[Dataset rows]
++++++++++
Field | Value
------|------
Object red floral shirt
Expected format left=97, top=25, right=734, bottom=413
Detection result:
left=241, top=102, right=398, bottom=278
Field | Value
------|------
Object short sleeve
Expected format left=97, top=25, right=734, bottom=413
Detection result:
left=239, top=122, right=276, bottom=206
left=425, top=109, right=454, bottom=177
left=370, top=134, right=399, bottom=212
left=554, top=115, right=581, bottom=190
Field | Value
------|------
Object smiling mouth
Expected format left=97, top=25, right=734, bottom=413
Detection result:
++++++++++
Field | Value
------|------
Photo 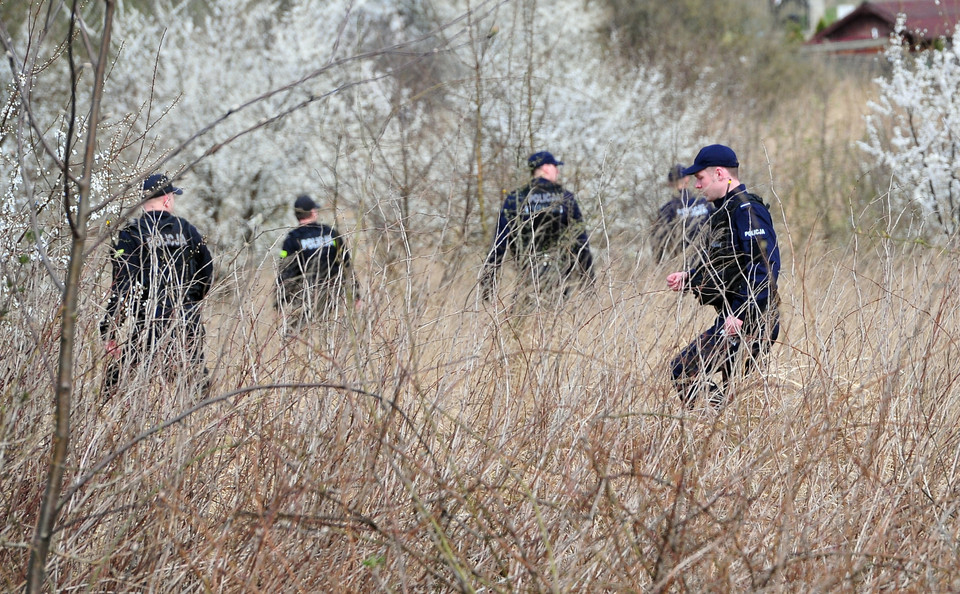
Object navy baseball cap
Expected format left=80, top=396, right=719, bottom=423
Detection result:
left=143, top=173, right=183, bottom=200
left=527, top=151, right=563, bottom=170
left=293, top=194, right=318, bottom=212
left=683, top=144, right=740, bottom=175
++++++++++
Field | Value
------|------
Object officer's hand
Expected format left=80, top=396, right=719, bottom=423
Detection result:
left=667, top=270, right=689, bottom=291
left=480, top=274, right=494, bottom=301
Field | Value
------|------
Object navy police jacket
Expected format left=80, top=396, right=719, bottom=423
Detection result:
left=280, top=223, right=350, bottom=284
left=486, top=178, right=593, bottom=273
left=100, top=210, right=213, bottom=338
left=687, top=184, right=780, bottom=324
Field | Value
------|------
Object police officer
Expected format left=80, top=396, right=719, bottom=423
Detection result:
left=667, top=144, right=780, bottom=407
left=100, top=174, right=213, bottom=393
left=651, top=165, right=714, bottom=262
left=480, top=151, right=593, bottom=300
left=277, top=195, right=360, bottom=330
++++++++++
List every line in the dataset rows above that contains the string "Object".

Object red floral shirt
Object short sleeve
Object smiling mouth
Object navy baseball cap
Object officer's hand
Object navy police jacket
Object police officer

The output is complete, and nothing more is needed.